Point-per-instance localization data:
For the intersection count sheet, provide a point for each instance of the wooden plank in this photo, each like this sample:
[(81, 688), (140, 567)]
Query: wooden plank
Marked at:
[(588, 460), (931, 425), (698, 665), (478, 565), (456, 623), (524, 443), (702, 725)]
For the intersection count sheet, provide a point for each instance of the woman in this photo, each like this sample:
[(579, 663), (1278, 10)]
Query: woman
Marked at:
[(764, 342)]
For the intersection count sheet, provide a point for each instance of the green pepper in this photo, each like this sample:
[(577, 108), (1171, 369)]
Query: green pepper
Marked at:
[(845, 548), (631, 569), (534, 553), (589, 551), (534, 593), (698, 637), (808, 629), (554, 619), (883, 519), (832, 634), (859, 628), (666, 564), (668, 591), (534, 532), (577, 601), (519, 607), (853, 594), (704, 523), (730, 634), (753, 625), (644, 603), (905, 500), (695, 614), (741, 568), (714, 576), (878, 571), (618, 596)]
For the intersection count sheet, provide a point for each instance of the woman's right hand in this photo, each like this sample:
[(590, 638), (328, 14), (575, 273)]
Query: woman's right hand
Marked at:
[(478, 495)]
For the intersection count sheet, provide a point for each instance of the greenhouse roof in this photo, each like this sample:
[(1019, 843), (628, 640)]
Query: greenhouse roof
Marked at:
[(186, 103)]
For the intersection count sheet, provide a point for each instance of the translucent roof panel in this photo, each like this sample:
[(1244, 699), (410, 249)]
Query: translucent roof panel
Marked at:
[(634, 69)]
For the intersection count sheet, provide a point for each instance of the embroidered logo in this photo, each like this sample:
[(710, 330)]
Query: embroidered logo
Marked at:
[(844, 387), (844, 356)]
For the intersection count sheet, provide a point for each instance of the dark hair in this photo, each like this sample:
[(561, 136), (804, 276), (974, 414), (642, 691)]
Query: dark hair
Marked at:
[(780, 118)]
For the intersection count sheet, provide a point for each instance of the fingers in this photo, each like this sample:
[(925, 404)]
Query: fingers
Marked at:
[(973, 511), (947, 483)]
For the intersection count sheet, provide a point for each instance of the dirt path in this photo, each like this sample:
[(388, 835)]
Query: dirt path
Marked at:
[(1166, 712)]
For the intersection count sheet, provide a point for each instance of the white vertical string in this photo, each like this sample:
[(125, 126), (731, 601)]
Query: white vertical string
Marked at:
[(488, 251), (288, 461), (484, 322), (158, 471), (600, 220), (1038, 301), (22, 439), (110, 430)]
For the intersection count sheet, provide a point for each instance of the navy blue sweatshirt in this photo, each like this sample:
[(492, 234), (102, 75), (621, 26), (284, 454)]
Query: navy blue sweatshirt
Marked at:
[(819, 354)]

TRY IT: Only the lines that hold the word "pepper" are wanted; each should be pulled from the records.

EXERCISE RESULT:
For the intersection count sheet, provide a point for each instance of the green pepper in this photo, each like this sample:
Query: green pepper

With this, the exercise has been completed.